■ **Task directions**
Among the entries that follow, some lines contain the word "Short". Show all of them.

::: Data extracts :::

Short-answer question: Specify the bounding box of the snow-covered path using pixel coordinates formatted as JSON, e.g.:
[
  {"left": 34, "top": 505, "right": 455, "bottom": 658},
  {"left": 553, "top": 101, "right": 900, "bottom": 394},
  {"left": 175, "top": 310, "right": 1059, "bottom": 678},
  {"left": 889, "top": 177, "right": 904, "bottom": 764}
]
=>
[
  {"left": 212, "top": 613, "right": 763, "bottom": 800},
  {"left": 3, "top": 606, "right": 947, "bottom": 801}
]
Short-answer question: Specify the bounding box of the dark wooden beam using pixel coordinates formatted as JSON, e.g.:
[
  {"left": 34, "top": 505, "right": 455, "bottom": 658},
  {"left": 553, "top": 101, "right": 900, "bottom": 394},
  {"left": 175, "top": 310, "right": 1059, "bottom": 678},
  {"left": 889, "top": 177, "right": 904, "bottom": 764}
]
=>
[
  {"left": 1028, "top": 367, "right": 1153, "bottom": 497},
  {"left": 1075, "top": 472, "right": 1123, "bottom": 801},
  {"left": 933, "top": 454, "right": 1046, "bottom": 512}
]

:::
::: Data extracts :::

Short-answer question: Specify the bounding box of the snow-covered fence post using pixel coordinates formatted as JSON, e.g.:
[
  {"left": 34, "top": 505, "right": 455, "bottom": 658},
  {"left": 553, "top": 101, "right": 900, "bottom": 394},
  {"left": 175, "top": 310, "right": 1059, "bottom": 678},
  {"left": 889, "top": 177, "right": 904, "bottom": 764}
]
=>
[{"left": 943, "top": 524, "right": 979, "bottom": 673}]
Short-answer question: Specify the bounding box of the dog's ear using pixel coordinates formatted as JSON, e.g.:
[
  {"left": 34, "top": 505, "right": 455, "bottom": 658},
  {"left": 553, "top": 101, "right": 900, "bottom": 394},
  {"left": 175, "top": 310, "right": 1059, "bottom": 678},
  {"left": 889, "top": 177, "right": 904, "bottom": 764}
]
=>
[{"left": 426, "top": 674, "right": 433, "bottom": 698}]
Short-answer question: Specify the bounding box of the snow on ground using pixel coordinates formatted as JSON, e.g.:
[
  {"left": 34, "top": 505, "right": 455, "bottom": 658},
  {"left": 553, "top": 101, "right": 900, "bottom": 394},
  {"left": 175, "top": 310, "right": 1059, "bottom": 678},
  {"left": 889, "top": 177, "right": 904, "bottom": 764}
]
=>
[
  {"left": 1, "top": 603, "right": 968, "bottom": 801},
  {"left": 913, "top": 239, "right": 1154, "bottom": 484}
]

:::

■ **Your response**
Short-answer question: Specify the bounding box of the snow-covered path using pixel coordinates formatted as JSON, e.g.:
Short-answer question: Specify the bounding box of the dark wooden beam using pixel coordinates formatted as JSON, e.g.:
Short-answer question: Specify the bounding box of the snow-covered fence post using pixel coordinates formatted as JSON, e.g.:
Short-answer question: Specify the bounding box of the dog's ear using pixel coordinates formatted as JSON, e.g.:
Short-answer question: Specify the bounding box of the snow on ground using pixel coordinates formatted as JSON, e.g.:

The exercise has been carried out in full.